Instrução A: Devolva todas as linhas que contêm a palavra "horse", diferenciando maiúsculas de minúsculas.

--- Trecho citado ---

Rogério não demorou muito e subiu para o time júnior. Em 1992, subiu para o time profissional, como terceiro goleiro, já que o reserva imediato de Zetti, Alexandre, havia morrido em um acidente de carro. No ano seguinte, voltou aos juniores para disputar e conquistar a Copa São Paulo daquele ano contra o Corinthians. Curiosamente, naquele time estava o zagueiro Sérgio Baresi, que hoje comanda o time profissional. Quando retornou ao profissional, logo depois, foi oficializado como reserva imediato de Zetti. No mesmo ano, fez sua estreia no time de cima, no troféu Santiago de Compostela, na partida contra o Tenerife, que terminou 4 a 1 para o Tricolor.

Paciência, paciência, paciência

De 1994 a 1996, Rogério teve de aprender a desenvolver a paciência, já que Zetti vivia a melhor fase da sua carreira. Foram 205 longas partidas na reserva. Ele atuou apenas na Copa Conmebol, quando Muricy Ramalho utilizou o time reserva, carinhosamente chamado de “Expressinho”. Até que, em junho de 1996, seis meses antes do fim do seu contrato, Ceni recebeu proposta do Goiás para ser titular e ganhar três vezes mais o que recebia no clube do Morumbi.

---

Instrução B: Segundo o trecho sobre Rogério, quantas partidas ele passou na reserva entre 1994 e 1996?

--- As linhas ---

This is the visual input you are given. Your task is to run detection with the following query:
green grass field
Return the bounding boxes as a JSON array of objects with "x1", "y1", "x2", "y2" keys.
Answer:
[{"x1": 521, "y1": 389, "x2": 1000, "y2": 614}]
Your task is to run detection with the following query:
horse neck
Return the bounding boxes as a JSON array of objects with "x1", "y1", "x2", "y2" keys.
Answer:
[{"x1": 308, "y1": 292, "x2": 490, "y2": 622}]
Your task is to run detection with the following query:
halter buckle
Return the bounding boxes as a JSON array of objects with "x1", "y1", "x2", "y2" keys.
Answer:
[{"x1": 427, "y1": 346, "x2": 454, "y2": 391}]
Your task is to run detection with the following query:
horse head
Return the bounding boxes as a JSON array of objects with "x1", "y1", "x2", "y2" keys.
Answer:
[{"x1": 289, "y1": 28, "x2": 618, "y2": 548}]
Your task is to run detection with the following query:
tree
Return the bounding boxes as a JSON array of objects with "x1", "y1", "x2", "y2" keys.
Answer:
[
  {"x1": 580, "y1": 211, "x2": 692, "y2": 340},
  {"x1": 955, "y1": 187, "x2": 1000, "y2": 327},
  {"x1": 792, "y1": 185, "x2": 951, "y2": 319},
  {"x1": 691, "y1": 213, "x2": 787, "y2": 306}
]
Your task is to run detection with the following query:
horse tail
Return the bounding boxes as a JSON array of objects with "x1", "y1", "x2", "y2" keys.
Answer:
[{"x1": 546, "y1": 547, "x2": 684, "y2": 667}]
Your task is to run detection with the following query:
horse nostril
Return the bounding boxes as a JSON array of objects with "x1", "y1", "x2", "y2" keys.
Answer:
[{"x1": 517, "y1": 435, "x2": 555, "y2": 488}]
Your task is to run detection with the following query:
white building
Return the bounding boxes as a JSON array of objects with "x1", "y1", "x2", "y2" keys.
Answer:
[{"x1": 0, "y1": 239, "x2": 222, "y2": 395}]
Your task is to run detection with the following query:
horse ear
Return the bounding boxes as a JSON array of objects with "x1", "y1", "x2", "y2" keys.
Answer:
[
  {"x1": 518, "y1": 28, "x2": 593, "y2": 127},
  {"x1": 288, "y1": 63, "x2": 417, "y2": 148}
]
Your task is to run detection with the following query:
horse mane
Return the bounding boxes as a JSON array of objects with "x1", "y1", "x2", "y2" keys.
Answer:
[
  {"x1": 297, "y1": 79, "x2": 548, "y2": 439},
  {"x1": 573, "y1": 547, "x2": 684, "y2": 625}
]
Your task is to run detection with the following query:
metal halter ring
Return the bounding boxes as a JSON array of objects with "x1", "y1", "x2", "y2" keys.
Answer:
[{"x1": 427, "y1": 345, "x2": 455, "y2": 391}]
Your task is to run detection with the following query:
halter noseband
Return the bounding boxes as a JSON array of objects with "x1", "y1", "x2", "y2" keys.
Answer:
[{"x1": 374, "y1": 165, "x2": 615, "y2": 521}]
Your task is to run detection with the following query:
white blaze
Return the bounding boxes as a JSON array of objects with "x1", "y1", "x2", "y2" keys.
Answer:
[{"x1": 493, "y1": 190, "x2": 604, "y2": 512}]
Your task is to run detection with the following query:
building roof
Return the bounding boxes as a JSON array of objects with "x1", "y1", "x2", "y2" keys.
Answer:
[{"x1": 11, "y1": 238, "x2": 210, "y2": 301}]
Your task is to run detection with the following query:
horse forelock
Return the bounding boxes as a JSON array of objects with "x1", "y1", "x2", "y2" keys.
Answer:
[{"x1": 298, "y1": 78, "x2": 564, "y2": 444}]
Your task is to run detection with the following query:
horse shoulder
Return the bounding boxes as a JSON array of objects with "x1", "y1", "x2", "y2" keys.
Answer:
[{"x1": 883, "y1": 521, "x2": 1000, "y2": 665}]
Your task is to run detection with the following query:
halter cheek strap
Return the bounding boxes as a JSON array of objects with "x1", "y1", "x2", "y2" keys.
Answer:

---

Resposta da tarefa A:
horse neck
horse head
horse tail
horse nostril
horse ear
horse mane
horse forelock
horse shoulder

Resposta da tarefa B: 205 partidas.